* **Coordinate annotation entries**
#####

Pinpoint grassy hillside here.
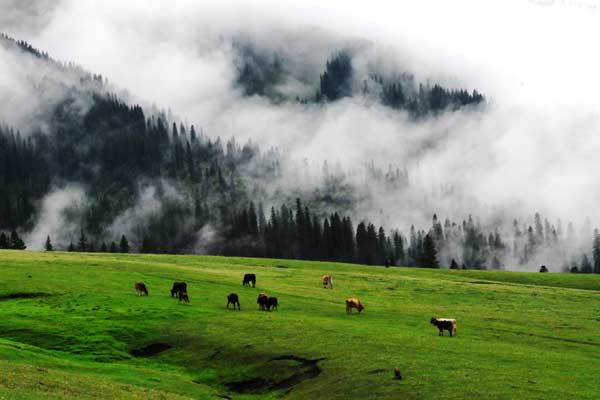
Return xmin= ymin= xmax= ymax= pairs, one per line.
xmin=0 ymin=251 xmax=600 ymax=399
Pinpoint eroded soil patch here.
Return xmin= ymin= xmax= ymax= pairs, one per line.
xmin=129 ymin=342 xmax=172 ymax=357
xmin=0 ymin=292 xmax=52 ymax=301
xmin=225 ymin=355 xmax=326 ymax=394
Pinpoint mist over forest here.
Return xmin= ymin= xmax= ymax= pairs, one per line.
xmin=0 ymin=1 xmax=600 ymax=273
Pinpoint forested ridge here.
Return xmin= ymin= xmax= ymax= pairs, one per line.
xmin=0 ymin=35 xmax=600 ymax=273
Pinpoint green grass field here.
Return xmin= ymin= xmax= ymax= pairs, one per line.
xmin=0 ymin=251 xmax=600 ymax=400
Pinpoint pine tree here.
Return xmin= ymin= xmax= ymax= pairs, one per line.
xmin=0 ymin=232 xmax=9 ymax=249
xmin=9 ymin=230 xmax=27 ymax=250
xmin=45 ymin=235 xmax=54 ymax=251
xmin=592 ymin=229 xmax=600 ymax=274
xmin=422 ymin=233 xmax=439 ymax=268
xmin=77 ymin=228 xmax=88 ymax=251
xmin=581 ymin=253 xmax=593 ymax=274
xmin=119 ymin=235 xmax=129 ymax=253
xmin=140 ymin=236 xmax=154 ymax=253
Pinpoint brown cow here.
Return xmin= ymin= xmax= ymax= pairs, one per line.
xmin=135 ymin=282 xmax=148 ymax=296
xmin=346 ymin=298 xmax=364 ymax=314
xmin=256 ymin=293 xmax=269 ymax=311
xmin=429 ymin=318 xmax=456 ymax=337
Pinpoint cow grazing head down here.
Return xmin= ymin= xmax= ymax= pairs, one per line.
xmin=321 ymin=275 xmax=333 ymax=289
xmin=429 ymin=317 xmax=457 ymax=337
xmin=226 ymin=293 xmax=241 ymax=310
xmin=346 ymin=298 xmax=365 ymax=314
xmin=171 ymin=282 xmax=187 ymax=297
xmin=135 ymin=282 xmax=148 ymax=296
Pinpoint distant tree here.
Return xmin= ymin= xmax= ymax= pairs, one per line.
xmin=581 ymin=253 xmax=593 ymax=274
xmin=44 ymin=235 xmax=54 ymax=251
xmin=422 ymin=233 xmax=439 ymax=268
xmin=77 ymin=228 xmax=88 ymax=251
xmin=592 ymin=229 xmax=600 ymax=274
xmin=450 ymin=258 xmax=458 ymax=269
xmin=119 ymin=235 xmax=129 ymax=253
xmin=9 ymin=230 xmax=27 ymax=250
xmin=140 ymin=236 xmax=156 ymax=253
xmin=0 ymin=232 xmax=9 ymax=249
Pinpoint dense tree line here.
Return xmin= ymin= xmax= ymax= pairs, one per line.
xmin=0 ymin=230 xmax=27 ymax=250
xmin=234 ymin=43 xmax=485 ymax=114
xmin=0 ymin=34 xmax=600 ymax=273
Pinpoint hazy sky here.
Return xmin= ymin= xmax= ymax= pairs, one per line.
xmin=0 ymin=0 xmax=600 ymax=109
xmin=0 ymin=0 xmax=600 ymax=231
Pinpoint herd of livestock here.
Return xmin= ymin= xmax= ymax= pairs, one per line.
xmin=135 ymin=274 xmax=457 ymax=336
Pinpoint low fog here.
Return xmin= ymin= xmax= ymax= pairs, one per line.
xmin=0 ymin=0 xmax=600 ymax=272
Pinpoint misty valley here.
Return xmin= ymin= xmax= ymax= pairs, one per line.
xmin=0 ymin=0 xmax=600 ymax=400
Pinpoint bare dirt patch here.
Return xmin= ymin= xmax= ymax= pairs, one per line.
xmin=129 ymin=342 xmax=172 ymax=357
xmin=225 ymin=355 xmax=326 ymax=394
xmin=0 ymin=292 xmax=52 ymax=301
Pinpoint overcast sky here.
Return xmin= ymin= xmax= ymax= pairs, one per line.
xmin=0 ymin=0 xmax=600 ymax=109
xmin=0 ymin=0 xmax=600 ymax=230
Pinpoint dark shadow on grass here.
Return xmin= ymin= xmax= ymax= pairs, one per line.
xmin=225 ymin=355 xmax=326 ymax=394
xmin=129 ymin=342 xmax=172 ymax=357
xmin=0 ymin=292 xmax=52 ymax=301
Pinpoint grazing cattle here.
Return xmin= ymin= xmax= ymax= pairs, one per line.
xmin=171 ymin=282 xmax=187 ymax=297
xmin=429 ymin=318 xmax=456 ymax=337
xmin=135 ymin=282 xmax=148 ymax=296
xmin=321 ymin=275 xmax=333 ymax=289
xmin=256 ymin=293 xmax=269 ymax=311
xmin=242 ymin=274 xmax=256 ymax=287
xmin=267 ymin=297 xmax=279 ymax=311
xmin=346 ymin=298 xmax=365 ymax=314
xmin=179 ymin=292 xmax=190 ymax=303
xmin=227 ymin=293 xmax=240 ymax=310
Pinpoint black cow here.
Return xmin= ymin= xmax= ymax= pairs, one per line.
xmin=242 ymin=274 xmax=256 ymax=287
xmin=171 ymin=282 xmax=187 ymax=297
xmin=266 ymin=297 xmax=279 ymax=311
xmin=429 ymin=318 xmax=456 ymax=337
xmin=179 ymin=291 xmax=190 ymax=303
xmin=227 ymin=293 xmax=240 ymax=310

#####

Please retype these lines exactly as they appear, leaving the pictures out of your answer.

Pinpoint grassy hillside here.
Return xmin= ymin= xmax= ymax= pairs, one per line.
xmin=0 ymin=251 xmax=600 ymax=399
Pinpoint eroded soil patch here.
Return xmin= ymin= xmax= ymax= pairs, one per line.
xmin=129 ymin=342 xmax=172 ymax=357
xmin=0 ymin=292 xmax=52 ymax=301
xmin=225 ymin=355 xmax=326 ymax=394
Pinpoint mist over forest here.
Return xmin= ymin= xmax= ymax= pairs, one per line.
xmin=0 ymin=1 xmax=600 ymax=273
Pinpoint forested ridge here.
Return xmin= ymin= xmax= ymax= pairs, one per line.
xmin=0 ymin=35 xmax=600 ymax=273
Pinpoint green grass field here.
Return xmin= ymin= xmax= ymax= pairs, one per line.
xmin=0 ymin=251 xmax=600 ymax=400
Pinpoint pine tree here.
Return xmin= ymin= xmax= ymax= pairs, one per line.
xmin=0 ymin=232 xmax=9 ymax=249
xmin=9 ymin=230 xmax=27 ymax=250
xmin=45 ymin=235 xmax=54 ymax=251
xmin=592 ymin=229 xmax=600 ymax=274
xmin=422 ymin=233 xmax=439 ymax=268
xmin=77 ymin=228 xmax=88 ymax=251
xmin=581 ymin=253 xmax=593 ymax=274
xmin=119 ymin=235 xmax=129 ymax=253
xmin=140 ymin=236 xmax=154 ymax=253
Pinpoint brown cow here.
Return xmin= ymin= xmax= ymax= pairs, one per line.
xmin=135 ymin=282 xmax=148 ymax=296
xmin=346 ymin=298 xmax=364 ymax=314
xmin=256 ymin=293 xmax=269 ymax=311
xmin=429 ymin=318 xmax=456 ymax=337
Pinpoint cow grazing head down here.
Return xmin= ymin= xmax= ymax= pairs, one per line.
xmin=321 ymin=275 xmax=333 ymax=289
xmin=429 ymin=317 xmax=457 ymax=337
xmin=226 ymin=293 xmax=241 ymax=310
xmin=346 ymin=298 xmax=365 ymax=314
xmin=171 ymin=282 xmax=187 ymax=297
xmin=135 ymin=282 xmax=148 ymax=296
Pinpoint distant tree here.
Return xmin= ymin= xmax= ymax= pairs, one per line.
xmin=581 ymin=253 xmax=593 ymax=274
xmin=44 ymin=235 xmax=54 ymax=251
xmin=422 ymin=233 xmax=439 ymax=268
xmin=77 ymin=228 xmax=88 ymax=251
xmin=592 ymin=229 xmax=600 ymax=274
xmin=450 ymin=258 xmax=458 ymax=269
xmin=119 ymin=235 xmax=129 ymax=253
xmin=9 ymin=230 xmax=27 ymax=250
xmin=140 ymin=236 xmax=156 ymax=253
xmin=0 ymin=232 xmax=9 ymax=249
Pinpoint dense tree line here.
Return xmin= ymin= xmax= ymax= pairs, one per line.
xmin=0 ymin=230 xmax=27 ymax=250
xmin=234 ymin=43 xmax=485 ymax=114
xmin=0 ymin=34 xmax=600 ymax=273
Pinpoint hazy sky here.
Return xmin= ymin= xmax= ymax= pairs, one per line.
xmin=0 ymin=0 xmax=600 ymax=109
xmin=0 ymin=0 xmax=600 ymax=231
Pinpoint herd of livestock here.
Return xmin= ymin= xmax= ymax= pairs, one per line.
xmin=135 ymin=274 xmax=457 ymax=336
Pinpoint low fog here.
Return xmin= ymin= xmax= ymax= pairs, one per line.
xmin=0 ymin=0 xmax=600 ymax=272
Pinpoint misty valley here.
Return xmin= ymin= xmax= ymax= pairs, one per line.
xmin=0 ymin=0 xmax=600 ymax=400
Pinpoint bare dirt patch here.
Return xmin= ymin= xmax= ymax= pairs, one per line.
xmin=129 ymin=342 xmax=172 ymax=357
xmin=225 ymin=355 xmax=326 ymax=394
xmin=0 ymin=292 xmax=52 ymax=301
Pinpoint overcast sky here.
Return xmin= ymin= xmax= ymax= pairs, one per line.
xmin=0 ymin=0 xmax=600 ymax=109
xmin=0 ymin=0 xmax=600 ymax=230
Pinpoint dark shadow on grass here.
Return xmin= ymin= xmax= ymax= pairs, one per line.
xmin=225 ymin=355 xmax=326 ymax=394
xmin=129 ymin=342 xmax=172 ymax=357
xmin=0 ymin=292 xmax=52 ymax=301
Pinpoint grazing cattle here.
Return xmin= ymin= xmax= ymax= pairs, one per line.
xmin=171 ymin=282 xmax=187 ymax=297
xmin=429 ymin=318 xmax=456 ymax=337
xmin=135 ymin=282 xmax=148 ymax=296
xmin=321 ymin=275 xmax=333 ymax=289
xmin=256 ymin=293 xmax=269 ymax=311
xmin=242 ymin=274 xmax=256 ymax=287
xmin=267 ymin=297 xmax=279 ymax=311
xmin=346 ymin=298 xmax=365 ymax=314
xmin=179 ymin=292 xmax=190 ymax=303
xmin=227 ymin=293 xmax=240 ymax=310
Pinpoint black cow here.
Return xmin= ymin= xmax= ymax= pairs, one per line.
xmin=242 ymin=274 xmax=256 ymax=287
xmin=171 ymin=282 xmax=187 ymax=297
xmin=266 ymin=297 xmax=279 ymax=311
xmin=429 ymin=318 xmax=456 ymax=337
xmin=179 ymin=291 xmax=190 ymax=303
xmin=227 ymin=293 xmax=240 ymax=310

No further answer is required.